→ Text provided
-- Opening Marker --

The Oxford City Deal investment into hi-tech research laboratories and businesses in Oxfordshire, announced this week, was particularly good news for Culham Centre of Fusion Energy, operated by the UK Atomic Energy Authority. A major element of this initiative sees the UK government investing £7.8 million (with matching funds from industry) into a remote applications facility, to be based at a brand new building at Culham.
The facility is part of a broader programme of activities in automated and remote handling and is planned to be built in 2015 and operating in 2016. It will enable CCFE and partner organisations (National Nuclear Laboratory, The Welding Institute Technology Centre, National Physical Laboratory and Nuclear Advanced Manufacturing Research Centre) to offer their expertise in remote interventions and autonomous systems to a wider commercial sector.
CCFE’s own experience with remote handling has been honed over twenty years – developing and utilising systems and training highly skilled engineers to maintain and upgrade the interior of Europe’s JET nuclear fusion experiment. In that time, the remote handling capability has evolved to reliably perform ever more complex tasks including welding, attachment of tiles and diagnostics and detailed surveys.
With the addition of expertise from the project partners, including remote and autonomous working in challenging environments and remote welding techniques, the new centre will offer industry access to an unparalleled concentration of test facilities and expertise to develop and apply technology of remote applications. The intention is for hi-tech engineering companies to gain the skills and expertise to exploit a vast (potentially £64 billion per annum) worldwide market in automated/remote working in harsh environments – from deep space to the deep sea and plenty more besides. Indeed, it is hoped that UK plc will benefit to the tune of £200 million a year and 350 new hi-tech jobs.
Fusion research will benefit from the centre as well. Building on CCFE’s considerable expertise in remote handling, the centre will enable ever more complex remote handling techniques to be perfected – essential for the efficient and reliable performance of maintenance tasks in the harsh environment inside ITER. And the centre will support CCFE’s intention to host one of the design centres for DEMO – the demonstration fusion power reactor expected to follow ITER.
CCFE Operations Director David Martin said: “As well as being good news for Oxfordshire, the City Deal is a major boost for Culham. Such significant government and private sector investment in our robotics and harsh environment capabilities will enable our expertise in this area to benefit the county of Oxfordshire and the UK as a whole.”

-- Closing Marker --

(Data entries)
-- Opening Marker --

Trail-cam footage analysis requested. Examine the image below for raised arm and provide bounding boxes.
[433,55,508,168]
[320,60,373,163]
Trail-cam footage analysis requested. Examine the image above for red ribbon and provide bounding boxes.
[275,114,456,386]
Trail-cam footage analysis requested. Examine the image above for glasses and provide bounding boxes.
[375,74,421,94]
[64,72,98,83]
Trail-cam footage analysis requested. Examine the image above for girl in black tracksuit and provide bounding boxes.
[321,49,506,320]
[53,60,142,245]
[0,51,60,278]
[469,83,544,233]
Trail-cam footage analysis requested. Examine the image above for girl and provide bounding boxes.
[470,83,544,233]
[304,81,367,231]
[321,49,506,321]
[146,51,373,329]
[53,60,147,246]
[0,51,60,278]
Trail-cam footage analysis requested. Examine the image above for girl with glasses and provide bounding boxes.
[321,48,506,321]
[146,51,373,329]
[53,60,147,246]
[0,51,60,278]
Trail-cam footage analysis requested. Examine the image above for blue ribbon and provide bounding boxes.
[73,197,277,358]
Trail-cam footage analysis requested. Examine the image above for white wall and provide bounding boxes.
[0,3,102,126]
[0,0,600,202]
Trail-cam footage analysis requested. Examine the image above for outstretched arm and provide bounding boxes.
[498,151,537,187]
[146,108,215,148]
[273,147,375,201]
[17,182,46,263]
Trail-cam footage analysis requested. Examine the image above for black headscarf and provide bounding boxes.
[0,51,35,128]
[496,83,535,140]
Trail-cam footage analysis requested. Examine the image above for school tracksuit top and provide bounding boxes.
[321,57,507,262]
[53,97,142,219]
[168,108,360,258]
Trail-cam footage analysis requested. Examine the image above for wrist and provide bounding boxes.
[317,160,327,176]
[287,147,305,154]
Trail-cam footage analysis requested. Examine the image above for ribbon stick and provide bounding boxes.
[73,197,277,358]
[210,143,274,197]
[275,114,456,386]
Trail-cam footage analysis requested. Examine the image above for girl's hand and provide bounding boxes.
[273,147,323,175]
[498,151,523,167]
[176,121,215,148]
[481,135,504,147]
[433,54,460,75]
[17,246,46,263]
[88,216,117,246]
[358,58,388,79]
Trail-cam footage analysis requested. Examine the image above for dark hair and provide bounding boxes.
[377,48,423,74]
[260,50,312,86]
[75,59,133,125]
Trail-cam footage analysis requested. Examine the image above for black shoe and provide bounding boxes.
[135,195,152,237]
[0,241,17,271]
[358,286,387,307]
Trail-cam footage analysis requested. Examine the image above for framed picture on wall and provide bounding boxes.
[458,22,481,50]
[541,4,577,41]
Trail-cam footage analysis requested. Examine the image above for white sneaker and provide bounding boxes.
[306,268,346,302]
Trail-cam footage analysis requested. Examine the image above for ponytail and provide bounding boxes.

-- Closing Marker --

→ What is needed
Repeat word for word everything from "With the addition" down to "new hi-tech jobs." in the text on the Culham remote applications facility.

→ Solution for this problem
With the addition of expertise from the project partners, including remote and autonomous working in challenging environments and remote welding techniques, the new centre will offer industry access to an unparalleled concentration of test facilities and expertise to develop and apply technology of remote applications. The intention is for hi-tech engineering companies to gain the skills and expertise to exploit a vast (potentially £64 billion per annum) worldwide market in automated/remote working in harsh environments – from deep space to the deep sea and plenty more besides. Indeed, it is hoped that UK plc will benefit to the tune of £200 million a year and 350 new hi-tech jobs.